## [Aim a]
Please gather every line in the records below that contains the word "hand", and copy each one out.
** START Extracted text **
Illustration 10: Feature Importance of the Final Model (Random Forest Fine-Tuned)

3.4.2. Reduction of Implied Dimensionality

This analysis confirmed that variables such as Payment Method or Customer Segment (Consumer vs. Corporate), although maintained in training, have a marginal impact on the prediction of logistics delay. This validates the hypothesis that the delay is primarily an operational and geographical problem, rather than a financial one.

The end result is an optimized dataset (X_train) that preserves only the strong signals, eliminating noise that could confuse the model and ensuring faster execution in the web application.

4. MODEL CONSTRUCTION AND OPTIMIZATION

4.1. Experimental Design and Overfitting Control

To guarantee the scientific validity of the model and ensure its generalizability in the face of new data, a rigorous evaluation protocol based on data partitioning was established.

4.1.1. Train-Test Split

A stratified random division of the processed dataset was applied, using the Scikit-Learn library:

  • Training Set (80%): Used for the algorithm to learn the underlying patterns.
  • Test Set (20%): Kept totally isolated (“invisible” to the model) during the training phase. This set acts as an impartial auditor to measure actual performance.

To ensure the reproducibility of the experiment, a random seed (random_state = 42) was set, ensuring that any future audit would obtain exactly the same distribution of data.

4.1.2. Verification of Absence of Overfitting

One of the main risks in tree-based algorithms is overfitting (memorizing the noise of training data). To rule out this phenomenon, performance metrics were compared between the two sets:

  • Performance in Train: The model reached metrics close to 100% (expected behavior in Random Forest due to its depth).
  • Test Performance: The model maintained a solid Accuracy of 71.8% and an AUC of 0.77 on unseen data.

Conclusion: The gap between training and test performance remains stable and within acceptable ranges for stochastic data of high human variability. The model has not memorized the data, but has learned generalizable patterns, validating its robustness.

4.2. Model Architecture and Configuration

The predictive core of the system is based on the Random Forest Classifier algorithm. This choice responds to its ability to handle mixed variables and capture nonlinear relationships without the need for scalar normalization.

The following configuration hyperparameters were set:

  • n_estimators = 100: A “forest” of 100 decision trees was defined. This value represents the optimal equilibrium point (elbow point); Increasing the number of trees would increase computational cost without significantly improving predictive accuracy.
  • criterion = ‘gini’: Gini impurity was used to measure the quality of divisions at each node of the tree.
** END Extracted text **
## [Aim b]
In the passage above on building the Random Forest model, what accuracy and AUC did the model reach on the test set?
** START Material provided **
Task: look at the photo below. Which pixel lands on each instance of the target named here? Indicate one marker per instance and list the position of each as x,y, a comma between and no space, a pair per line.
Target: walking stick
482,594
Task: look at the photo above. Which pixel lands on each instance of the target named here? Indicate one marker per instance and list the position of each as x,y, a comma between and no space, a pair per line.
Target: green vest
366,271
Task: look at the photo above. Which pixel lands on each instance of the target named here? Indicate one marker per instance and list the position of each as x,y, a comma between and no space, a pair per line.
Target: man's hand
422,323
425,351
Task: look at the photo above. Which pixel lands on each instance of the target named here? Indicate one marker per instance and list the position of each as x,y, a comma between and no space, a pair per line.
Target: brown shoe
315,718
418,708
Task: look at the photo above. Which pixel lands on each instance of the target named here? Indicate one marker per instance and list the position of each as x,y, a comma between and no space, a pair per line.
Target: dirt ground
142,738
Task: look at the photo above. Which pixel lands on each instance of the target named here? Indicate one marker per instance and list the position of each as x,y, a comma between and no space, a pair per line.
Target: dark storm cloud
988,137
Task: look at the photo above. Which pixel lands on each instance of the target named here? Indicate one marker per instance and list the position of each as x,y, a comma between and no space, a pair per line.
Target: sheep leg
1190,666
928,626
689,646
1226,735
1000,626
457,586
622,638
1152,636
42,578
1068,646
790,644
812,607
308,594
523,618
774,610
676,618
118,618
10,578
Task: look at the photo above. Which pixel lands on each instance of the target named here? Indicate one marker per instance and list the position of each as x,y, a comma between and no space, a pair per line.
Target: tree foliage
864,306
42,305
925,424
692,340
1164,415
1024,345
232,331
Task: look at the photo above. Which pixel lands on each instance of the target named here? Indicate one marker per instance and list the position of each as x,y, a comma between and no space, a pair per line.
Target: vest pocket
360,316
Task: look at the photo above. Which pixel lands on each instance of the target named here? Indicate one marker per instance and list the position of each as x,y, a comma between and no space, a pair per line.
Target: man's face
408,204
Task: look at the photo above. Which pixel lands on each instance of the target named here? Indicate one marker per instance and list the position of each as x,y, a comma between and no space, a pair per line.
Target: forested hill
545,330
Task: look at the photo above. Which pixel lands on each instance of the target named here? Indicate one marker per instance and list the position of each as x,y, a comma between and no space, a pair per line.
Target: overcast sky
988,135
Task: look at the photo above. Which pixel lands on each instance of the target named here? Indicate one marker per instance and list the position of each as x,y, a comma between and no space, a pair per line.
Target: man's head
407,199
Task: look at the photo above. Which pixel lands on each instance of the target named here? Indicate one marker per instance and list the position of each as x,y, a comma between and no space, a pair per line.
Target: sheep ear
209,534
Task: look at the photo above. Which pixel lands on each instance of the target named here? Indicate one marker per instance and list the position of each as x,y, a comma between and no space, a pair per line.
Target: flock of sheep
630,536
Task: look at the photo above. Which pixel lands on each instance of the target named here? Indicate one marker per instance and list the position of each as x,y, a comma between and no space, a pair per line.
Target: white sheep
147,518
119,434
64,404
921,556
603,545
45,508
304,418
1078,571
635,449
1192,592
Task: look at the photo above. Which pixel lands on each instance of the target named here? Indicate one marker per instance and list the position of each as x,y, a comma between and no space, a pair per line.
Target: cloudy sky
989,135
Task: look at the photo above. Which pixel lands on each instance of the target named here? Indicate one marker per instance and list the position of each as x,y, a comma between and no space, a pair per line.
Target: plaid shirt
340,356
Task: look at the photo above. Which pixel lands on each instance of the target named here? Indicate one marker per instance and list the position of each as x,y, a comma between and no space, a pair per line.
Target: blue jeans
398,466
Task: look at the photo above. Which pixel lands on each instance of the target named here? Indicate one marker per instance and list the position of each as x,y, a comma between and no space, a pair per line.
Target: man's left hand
** END Material provided **
## [Reply a]
Target: man's hand
Target: man's left hand

## [Reply b]
An accuracy of 71.8% and an AUC of 0.77.